THE PROBLEM ->
Gather every line of the entries that contains the word "jacket" and copy each one out.

INFORMATION PROVIDED ->
===
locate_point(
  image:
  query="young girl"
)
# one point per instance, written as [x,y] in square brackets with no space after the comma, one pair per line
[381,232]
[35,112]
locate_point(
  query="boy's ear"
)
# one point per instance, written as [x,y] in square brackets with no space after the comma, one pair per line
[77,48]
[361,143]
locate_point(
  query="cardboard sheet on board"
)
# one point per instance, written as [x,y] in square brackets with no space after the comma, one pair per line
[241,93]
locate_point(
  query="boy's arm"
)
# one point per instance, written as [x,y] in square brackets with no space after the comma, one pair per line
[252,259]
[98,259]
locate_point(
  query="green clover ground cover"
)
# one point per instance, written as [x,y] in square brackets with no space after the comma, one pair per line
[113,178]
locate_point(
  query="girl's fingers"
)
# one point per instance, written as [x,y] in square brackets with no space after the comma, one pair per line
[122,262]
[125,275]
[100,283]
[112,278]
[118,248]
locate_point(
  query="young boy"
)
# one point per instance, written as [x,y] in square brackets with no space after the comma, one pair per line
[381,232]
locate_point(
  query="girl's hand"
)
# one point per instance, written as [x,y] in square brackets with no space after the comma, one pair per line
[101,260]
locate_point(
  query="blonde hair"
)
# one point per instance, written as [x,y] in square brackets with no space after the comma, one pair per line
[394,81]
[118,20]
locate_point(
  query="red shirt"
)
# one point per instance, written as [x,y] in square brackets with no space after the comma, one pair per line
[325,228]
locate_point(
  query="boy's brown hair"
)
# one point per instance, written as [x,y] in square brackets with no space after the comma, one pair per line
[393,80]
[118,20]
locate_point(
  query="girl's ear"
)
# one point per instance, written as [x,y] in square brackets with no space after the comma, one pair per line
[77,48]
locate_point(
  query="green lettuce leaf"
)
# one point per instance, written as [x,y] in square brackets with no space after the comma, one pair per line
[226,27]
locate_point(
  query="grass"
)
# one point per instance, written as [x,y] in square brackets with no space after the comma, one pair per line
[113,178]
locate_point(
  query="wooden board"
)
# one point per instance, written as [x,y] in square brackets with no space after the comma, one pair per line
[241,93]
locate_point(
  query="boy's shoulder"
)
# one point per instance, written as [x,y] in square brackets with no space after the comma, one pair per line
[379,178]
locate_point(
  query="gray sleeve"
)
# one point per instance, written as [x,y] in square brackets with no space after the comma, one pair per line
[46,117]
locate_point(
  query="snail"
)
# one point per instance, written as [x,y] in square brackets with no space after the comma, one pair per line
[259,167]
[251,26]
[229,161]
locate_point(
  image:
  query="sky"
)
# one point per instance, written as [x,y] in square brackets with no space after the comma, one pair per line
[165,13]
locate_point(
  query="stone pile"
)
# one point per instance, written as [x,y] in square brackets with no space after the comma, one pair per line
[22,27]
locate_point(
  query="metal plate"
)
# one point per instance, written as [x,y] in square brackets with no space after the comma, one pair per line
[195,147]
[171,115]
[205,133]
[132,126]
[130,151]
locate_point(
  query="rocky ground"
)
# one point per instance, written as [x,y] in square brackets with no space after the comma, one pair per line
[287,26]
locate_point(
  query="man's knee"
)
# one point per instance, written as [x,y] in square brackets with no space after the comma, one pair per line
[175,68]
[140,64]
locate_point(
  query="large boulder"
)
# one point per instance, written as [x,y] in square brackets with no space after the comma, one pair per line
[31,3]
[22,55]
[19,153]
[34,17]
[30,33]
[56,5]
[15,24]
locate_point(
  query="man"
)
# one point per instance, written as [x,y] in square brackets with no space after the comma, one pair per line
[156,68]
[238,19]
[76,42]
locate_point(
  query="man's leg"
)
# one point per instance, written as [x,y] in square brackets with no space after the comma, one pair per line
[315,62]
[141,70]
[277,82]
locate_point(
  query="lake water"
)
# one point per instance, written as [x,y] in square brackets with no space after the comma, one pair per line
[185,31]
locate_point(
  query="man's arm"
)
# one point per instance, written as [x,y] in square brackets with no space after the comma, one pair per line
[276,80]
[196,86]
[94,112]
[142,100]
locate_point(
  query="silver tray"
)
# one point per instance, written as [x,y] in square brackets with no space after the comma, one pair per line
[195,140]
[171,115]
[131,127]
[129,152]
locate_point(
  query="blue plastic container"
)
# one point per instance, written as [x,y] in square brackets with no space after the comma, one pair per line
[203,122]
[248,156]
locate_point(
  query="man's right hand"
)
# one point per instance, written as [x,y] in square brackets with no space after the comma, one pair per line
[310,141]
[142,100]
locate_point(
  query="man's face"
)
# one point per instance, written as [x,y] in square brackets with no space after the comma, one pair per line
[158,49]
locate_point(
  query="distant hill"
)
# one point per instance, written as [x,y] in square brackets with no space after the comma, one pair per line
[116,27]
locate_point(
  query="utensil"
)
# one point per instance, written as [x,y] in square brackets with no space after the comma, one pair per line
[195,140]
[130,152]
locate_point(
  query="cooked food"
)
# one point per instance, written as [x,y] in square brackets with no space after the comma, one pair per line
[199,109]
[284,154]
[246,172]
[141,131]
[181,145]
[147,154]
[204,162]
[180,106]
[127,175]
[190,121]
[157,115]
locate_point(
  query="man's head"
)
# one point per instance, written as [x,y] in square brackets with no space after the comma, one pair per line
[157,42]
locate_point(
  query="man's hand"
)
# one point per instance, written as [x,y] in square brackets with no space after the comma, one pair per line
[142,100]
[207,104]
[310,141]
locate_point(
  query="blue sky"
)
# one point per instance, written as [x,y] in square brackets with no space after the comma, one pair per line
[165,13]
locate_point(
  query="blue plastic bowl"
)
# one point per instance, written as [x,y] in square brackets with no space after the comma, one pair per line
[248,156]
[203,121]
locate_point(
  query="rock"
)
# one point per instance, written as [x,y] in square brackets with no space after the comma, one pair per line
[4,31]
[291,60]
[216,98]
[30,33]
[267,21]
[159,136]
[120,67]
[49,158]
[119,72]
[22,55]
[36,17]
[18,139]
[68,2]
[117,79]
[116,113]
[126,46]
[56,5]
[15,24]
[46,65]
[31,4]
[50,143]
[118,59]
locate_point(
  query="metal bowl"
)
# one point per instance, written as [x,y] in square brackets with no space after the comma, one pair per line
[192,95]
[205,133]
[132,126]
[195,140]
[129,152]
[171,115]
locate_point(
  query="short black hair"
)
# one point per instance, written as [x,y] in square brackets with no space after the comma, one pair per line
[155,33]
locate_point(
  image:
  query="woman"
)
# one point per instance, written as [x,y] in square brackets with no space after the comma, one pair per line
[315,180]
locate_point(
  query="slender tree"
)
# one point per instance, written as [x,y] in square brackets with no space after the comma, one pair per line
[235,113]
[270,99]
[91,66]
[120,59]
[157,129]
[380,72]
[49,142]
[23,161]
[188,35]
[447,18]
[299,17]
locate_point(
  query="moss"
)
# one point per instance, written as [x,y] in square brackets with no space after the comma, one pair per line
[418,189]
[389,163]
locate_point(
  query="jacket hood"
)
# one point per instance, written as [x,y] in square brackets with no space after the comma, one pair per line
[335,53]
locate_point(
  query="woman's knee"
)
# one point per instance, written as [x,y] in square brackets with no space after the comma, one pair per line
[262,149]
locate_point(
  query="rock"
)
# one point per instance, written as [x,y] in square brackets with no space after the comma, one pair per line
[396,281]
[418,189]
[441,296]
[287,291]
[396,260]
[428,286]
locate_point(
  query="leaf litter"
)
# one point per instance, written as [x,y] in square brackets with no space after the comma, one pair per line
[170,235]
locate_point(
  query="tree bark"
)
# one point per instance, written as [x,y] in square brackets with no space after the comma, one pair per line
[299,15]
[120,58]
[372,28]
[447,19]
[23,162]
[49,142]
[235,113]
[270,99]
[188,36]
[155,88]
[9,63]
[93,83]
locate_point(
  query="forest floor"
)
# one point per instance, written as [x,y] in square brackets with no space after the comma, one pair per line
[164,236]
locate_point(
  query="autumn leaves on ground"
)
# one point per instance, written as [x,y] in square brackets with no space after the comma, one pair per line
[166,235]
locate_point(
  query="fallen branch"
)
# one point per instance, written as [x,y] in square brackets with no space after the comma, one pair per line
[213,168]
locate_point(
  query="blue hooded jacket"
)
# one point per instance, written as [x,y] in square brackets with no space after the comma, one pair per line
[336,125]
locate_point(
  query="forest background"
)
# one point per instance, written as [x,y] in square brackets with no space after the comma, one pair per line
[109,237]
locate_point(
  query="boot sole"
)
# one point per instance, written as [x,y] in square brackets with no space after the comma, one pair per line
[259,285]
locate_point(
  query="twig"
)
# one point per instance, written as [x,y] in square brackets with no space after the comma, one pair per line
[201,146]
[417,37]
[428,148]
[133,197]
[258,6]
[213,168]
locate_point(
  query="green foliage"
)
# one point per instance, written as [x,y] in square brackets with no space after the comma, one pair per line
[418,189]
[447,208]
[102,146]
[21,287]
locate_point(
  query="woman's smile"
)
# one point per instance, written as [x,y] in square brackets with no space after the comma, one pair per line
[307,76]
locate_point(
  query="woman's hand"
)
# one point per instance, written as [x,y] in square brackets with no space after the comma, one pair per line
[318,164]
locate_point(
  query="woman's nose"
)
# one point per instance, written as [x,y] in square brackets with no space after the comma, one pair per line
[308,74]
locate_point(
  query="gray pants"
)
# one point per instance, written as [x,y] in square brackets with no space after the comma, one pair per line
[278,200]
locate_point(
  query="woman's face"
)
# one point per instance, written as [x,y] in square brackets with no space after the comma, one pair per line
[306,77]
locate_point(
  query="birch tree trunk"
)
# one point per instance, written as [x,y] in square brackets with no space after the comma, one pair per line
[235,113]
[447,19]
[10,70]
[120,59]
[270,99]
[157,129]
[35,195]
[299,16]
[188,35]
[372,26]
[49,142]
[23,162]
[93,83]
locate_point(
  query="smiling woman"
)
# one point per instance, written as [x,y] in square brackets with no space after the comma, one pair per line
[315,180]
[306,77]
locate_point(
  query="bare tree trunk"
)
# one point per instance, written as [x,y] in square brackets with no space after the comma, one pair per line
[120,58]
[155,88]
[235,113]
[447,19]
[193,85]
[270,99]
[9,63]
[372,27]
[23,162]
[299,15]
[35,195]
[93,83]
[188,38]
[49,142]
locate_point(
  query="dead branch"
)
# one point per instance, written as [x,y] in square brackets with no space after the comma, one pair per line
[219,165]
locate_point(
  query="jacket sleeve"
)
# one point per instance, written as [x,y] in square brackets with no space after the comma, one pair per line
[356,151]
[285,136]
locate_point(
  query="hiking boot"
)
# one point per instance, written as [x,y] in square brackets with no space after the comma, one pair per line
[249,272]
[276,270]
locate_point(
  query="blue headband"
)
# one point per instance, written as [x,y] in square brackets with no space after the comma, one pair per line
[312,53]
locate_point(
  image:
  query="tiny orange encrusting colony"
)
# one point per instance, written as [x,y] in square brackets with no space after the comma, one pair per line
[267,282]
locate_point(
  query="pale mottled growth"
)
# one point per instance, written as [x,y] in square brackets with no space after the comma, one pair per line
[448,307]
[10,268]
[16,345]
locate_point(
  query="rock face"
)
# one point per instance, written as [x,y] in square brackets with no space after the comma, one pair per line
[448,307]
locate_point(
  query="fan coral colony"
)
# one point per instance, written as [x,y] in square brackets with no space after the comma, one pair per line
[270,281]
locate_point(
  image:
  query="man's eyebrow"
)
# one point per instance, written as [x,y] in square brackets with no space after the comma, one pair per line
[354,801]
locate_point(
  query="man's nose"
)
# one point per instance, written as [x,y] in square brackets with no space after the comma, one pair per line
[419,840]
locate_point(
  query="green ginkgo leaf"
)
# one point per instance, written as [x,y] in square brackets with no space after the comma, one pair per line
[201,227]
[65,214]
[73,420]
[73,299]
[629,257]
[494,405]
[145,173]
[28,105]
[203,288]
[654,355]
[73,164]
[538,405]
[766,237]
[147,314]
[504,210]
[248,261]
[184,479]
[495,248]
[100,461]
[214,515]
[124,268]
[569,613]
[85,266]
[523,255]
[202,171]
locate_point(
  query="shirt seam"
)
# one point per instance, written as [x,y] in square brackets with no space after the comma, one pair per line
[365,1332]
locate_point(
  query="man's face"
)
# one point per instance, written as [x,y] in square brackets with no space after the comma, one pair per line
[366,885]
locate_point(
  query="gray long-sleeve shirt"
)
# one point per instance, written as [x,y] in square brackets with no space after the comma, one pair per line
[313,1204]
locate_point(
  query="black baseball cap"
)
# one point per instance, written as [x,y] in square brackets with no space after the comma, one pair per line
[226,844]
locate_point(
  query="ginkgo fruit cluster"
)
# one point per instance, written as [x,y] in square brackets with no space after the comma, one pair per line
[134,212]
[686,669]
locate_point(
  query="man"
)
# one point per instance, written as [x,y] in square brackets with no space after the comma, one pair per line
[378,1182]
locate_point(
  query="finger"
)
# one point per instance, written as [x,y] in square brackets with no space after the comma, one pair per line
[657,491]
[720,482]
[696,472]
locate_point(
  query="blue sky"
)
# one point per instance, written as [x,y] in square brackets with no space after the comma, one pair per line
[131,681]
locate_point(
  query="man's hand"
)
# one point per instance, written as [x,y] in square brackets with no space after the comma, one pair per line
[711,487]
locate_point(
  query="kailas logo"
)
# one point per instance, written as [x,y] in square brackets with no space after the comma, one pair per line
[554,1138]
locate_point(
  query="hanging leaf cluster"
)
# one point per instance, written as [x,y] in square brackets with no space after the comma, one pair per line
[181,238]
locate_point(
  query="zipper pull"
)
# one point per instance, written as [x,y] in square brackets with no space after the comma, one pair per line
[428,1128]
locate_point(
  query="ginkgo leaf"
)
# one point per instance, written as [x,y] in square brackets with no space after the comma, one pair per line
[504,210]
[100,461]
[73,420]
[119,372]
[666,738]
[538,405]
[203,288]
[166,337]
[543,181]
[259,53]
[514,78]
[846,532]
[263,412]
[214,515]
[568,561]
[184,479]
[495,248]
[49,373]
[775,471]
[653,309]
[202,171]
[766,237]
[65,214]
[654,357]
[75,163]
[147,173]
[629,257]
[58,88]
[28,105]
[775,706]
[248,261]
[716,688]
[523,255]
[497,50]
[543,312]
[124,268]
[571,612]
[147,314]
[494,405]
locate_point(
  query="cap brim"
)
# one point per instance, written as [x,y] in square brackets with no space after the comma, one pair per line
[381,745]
===
REPLY TO THE TASK ->
  query="jacket hood"
  query="blue hooded jacket"
  query="jacket sleeve"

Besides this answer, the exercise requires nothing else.